### PAGE EXTRACT

##############################

- Born: October 28, 1928 Burlington, Vermont, United States
- Died: July 23, 2020 (aged 91)
- Resting place: Lexington, Kentucky, United States
- Education: Albertus Magnus College (B.S.), University of Vermont (M.D.), Cincinnati Children's Hospital Medical Center (Residency), Children's Hospital Boston (Fellowship)
- Occupations: Pediatric Cardiologist
- Employer: University of Kentucky
- Known for: Noonan Syndrome, hypoplastic left heart syndrome
- Title: Professor Emerita

= Jacqueline Noonan =

American pediatric cardiologist (1928–2020)

Jacqueline Anne Noonan (October 28, 1928 – July 23, 2020) was an American pediatric cardiologist best known for her characterization of a genetic disorder now called Noonan syndrome. She was also the original describer of hypoplastic left heart syndrome.

==Biography==
Noonan was born October 28, 1928, in Burlington, Vermont, United States the daughter of Francis and Eugenia Noonan. She had three sisters, Beverly, Joan, and Joyce. She studied chemistry at Albertus Magnus College, medicine at the University of Vermont, and became certified in her field in Boston in 1956. She subsequently began work at the University of Iowa. As their first pediatric cardiologist, she noticed that children with a rare type of heart defect called pulmonary valve stenosis often had a characteristic physical appearance with short stature, webbed neck, wide-spaced eyes, and low-set ears. She presented her first paper on the subject in 1963, and after several more papers and recognition, the condition was officially named Noonan syndrome in 1971. Dr. Noonan moved on to the fledgling University of Kentucky medical school in 1961, where she served for over forty years. An endowed chair in pediatric research has been established in her name, and while she semi-retired as of 2007, she was still working at age 85 as of February 2014. She died on July 23, 2020, at the age of 91 with services being held at Cathedral of Christ the King in Lexington, Kentucky on July 27.

##############################

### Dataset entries
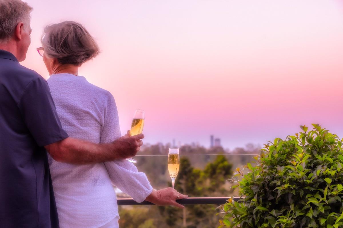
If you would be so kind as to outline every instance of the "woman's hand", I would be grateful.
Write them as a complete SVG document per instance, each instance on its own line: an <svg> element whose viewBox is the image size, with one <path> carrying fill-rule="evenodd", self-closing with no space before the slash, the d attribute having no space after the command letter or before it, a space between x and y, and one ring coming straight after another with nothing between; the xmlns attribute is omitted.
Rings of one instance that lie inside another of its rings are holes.
<svg viewBox="0 0 343 228"><path fill-rule="evenodd" d="M182 195L172 188L167 188L152 192L145 200L158 206L175 206L180 208L185 206L176 202L177 200L187 199L188 195Z"/></svg>

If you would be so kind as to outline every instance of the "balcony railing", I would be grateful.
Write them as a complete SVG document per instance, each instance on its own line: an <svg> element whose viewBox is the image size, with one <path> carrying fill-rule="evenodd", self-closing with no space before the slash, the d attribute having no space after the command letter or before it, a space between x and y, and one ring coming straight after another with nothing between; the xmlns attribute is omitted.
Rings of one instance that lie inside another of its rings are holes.
<svg viewBox="0 0 343 228"><path fill-rule="evenodd" d="M180 204L223 204L225 203L229 197L190 197L188 199L178 200L176 202ZM239 199L239 197L234 197L235 201ZM118 205L153 205L152 203L144 201L137 203L132 199L118 199Z"/></svg>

##############################

### EXERCISES TO COMPLETE
(A) Give every physical feature that, according to the page extract about Jacqueline Noonan, was characteristic of children with pulmonary valve stenosis.
(B) Extend the Jacqueline Noonan biography past its final sentence.

### RESULTS OF THE TASKS
(A)
- short stature
- webbed neck
- wide-spaced eyes
- low-set ears

(B)
==Recognition==
Aside from the rare distinction of having a medical condition named after her, Noonan has received numerous other honors, including the 1971 Helen B. Frazer Award, the 1985 Harpers Bazaar's Best Women Doctors in America, and later The Best Doctors in America award.
She received the A. Bradley Soule Award from the University of Vermont College of Medicine for dedication to the college as an alumna and mentor to medical students.